**WHAT IS REQUIRED**:
An identical copy of the listing below is all the answer should contain.

**DATA EXCERPTS**:
================

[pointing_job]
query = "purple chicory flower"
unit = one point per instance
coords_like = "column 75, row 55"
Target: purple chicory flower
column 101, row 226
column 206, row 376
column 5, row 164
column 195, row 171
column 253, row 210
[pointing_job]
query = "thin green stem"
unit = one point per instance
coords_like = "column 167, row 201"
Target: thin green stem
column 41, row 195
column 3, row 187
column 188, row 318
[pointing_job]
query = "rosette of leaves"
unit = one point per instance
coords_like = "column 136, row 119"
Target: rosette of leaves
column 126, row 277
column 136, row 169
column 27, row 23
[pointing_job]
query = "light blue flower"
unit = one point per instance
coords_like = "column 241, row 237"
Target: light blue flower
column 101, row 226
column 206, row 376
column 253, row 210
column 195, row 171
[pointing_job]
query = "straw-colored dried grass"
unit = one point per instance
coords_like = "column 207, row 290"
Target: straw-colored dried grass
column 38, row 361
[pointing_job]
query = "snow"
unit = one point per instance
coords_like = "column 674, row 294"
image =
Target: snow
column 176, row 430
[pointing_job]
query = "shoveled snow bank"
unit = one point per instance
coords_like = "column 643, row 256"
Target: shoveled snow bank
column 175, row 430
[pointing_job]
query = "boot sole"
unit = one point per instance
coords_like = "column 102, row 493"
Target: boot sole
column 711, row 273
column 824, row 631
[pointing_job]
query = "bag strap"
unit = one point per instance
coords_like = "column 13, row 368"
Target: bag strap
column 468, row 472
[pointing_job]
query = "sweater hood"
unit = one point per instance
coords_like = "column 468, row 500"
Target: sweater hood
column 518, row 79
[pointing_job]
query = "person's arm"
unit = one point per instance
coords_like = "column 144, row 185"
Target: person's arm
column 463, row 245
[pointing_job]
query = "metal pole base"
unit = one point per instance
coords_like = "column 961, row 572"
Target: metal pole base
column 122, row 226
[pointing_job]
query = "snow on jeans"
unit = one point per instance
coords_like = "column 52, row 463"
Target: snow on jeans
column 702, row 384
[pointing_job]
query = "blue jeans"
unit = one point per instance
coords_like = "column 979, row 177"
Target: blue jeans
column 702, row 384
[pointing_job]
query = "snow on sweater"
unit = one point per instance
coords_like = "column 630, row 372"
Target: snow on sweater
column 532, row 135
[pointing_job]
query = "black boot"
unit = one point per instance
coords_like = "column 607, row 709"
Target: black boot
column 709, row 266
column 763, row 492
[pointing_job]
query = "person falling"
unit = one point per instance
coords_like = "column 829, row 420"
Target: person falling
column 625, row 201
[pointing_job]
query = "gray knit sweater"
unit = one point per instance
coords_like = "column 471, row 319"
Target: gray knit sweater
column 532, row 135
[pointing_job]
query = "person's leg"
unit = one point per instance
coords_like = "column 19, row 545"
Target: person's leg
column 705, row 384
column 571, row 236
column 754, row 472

================

**RESPONSE TO THIS TASK**:
[pointing_job]
query = "purple chicory flower"
unit = one point per instance
coords_like = "column 75, row 55"
Target: purple chicory flower
column 101, row 226
column 206, row 376
column 5, row 164
column 195, row 171
column 253, row 210
[pointing_job]
query = "thin green stem"
unit = one point per instance
coords_like = "column 167, row 201"
Target: thin green stem
column 41, row 195
column 3, row 187
column 188, row 318
[pointing_job]
query = "rosette of leaves"
unit = one point per instance
coords_like = "column 136, row 119"
Target: rosette of leaves
column 126, row 277
column 136, row 169
column 27, row 23
[pointing_job]
query = "light blue flower"
unit = one point per instance
coords_like = "column 241, row 237"
Target: light blue flower
column 101, row 226
column 206, row 376
column 253, row 210
column 195, row 171
[pointing_job]
query = "straw-colored dried grass"
unit = one point per instance
coords_like = "column 207, row 290"
Target: straw-colored dried grass
column 38, row 361
[pointing_job]
query = "snow"
unit = one point per instance
coords_like = "column 674, row 294"
image =
Target: snow
column 176, row 430
[pointing_job]
query = "shoveled snow bank"
unit = one point per instance
coords_like = "column 643, row 256"
Target: shoveled snow bank
column 175, row 430
[pointing_job]
query = "boot sole"
unit = one point per instance
coords_like = "column 102, row 493"
Target: boot sole
column 711, row 273
column 824, row 631
[pointing_job]
query = "bag strap"
unit = one point per instance
coords_like = "column 13, row 368"
Target: bag strap
column 468, row 472
[pointing_job]
query = "sweater hood"
unit = one point per instance
coords_like = "column 468, row 500"
Target: sweater hood
column 518, row 79
[pointing_job]
query = "person's arm"
unit = one point per instance
coords_like = "column 144, row 185"
Target: person's arm
column 463, row 245
[pointing_job]
query = "metal pole base"
unit = one point per instance
coords_like = "column 961, row 572"
Target: metal pole base
column 122, row 226
[pointing_job]
query = "snow on jeans"
unit = one point per instance
coords_like = "column 52, row 463"
Target: snow on jeans
column 702, row 384
[pointing_job]
query = "blue jeans"
unit = one point per instance
coords_like = "column 979, row 177"
Target: blue jeans
column 702, row 384
[pointing_job]
query = "snow on sweater"
unit = one point per instance
coords_like = "column 630, row 372"
Target: snow on sweater
column 532, row 135
[pointing_job]
query = "black boot"
unit = one point per instance
coords_like = "column 607, row 709"
Target: black boot
column 709, row 266
column 763, row 492
[pointing_job]
query = "person falling"
unit = one point per instance
coords_like = "column 829, row 420"
Target: person falling
column 625, row 201
[pointing_job]
query = "gray knit sweater"
unit = one point per instance
coords_like = "column 471, row 319"
Target: gray knit sweater
column 532, row 135
[pointing_job]
query = "person's leg"
unit = one point per instance
coords_like = "column 19, row 545"
Target: person's leg
column 705, row 384
column 571, row 236
column 754, row 472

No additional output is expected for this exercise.